**Data for this exercise**.
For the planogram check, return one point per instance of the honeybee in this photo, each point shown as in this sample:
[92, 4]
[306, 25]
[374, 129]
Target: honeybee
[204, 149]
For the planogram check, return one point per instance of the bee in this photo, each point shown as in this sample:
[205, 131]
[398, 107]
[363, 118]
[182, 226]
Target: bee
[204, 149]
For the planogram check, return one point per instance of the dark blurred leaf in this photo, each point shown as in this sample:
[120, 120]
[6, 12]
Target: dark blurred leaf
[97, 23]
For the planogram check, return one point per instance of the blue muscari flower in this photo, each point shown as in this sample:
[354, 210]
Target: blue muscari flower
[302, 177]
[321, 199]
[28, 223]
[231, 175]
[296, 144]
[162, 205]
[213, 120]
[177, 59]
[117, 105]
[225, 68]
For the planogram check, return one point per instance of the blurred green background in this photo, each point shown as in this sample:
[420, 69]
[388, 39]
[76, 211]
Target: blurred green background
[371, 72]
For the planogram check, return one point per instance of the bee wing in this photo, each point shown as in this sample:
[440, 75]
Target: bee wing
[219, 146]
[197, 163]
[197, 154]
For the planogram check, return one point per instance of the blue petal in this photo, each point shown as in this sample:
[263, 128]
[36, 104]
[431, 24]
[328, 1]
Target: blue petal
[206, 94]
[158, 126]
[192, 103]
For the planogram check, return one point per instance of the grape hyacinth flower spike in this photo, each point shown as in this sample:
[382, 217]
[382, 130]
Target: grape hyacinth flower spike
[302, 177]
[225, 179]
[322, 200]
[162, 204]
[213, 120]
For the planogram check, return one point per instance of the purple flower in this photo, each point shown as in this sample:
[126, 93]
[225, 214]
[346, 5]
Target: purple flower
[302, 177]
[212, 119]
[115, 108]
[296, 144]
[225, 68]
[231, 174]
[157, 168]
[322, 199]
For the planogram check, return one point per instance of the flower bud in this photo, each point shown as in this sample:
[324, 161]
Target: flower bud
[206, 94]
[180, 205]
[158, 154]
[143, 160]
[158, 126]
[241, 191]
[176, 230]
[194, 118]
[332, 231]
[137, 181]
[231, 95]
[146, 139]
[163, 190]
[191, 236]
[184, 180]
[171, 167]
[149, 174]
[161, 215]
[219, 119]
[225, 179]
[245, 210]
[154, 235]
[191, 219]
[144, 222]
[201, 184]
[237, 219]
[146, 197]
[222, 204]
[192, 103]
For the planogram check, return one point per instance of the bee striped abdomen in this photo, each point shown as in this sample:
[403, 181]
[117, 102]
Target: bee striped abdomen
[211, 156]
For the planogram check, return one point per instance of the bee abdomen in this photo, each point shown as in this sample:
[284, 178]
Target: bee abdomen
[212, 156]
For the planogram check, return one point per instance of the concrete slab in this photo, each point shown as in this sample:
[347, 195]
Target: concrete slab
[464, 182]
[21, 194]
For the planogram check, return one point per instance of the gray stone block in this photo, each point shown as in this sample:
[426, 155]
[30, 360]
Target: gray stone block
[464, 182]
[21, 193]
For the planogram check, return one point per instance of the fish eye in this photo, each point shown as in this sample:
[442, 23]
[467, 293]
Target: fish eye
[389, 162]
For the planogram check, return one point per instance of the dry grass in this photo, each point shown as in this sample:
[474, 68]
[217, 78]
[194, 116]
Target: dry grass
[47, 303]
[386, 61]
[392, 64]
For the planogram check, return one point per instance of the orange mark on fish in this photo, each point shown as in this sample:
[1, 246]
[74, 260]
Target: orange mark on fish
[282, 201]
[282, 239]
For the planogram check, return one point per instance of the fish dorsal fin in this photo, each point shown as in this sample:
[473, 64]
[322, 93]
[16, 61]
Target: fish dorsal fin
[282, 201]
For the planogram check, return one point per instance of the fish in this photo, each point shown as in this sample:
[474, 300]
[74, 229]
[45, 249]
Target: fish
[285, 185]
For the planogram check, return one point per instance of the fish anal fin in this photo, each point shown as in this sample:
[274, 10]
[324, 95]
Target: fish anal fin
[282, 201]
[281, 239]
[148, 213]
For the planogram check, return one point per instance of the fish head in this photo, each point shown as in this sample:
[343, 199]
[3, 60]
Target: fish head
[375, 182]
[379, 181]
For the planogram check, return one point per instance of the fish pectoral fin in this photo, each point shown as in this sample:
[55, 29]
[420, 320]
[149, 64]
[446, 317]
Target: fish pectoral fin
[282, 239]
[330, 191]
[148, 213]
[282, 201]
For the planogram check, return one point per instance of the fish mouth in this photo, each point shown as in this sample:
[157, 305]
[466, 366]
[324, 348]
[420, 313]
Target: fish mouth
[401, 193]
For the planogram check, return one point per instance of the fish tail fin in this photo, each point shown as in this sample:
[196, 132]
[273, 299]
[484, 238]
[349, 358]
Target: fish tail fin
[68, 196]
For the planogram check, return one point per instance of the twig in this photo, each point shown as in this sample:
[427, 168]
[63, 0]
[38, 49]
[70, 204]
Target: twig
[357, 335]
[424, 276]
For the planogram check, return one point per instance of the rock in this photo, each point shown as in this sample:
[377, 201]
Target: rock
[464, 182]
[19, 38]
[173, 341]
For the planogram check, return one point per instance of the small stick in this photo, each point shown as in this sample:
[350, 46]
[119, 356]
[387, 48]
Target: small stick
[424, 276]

**The problem**. Return exactly the lines from the line holding "Target: fish head" to the last line of the data, with both of those lines included and nothing added.

**Answer for this exercise**.
Target: fish head
[375, 182]
[379, 181]
For the planogram check, return one point per instance of the fish pectoral fin in this photo, each point shown as in this sample:
[55, 29]
[420, 320]
[149, 64]
[446, 317]
Target: fish pectoral fin
[282, 239]
[330, 191]
[148, 213]
[282, 201]
For the planogram check, return one point per instance of the fish mouth in this photo, each point shown as in this sample:
[157, 305]
[466, 366]
[324, 348]
[420, 313]
Target: fish mouth
[401, 193]
For the planogram check, return one point per instance of the fish tail fin in this photo, each point shown as in this sample:
[196, 132]
[273, 299]
[484, 238]
[349, 358]
Target: fish tail fin
[68, 196]
For the planogram check, return one point per instance of the twig in this photo, each point shown as in this sample:
[427, 168]
[63, 0]
[38, 49]
[70, 204]
Target: twig
[357, 335]
[424, 276]
For the planogram check, return one point per instance of the rock in this photo, each point shown as in this sample:
[377, 201]
Target: rock
[464, 182]
[19, 38]
[173, 341]
For the planogram check, return one point per instance of the small stick in this photo, each point shown as in this sample:
[350, 46]
[119, 356]
[387, 48]
Target: small stick
[424, 276]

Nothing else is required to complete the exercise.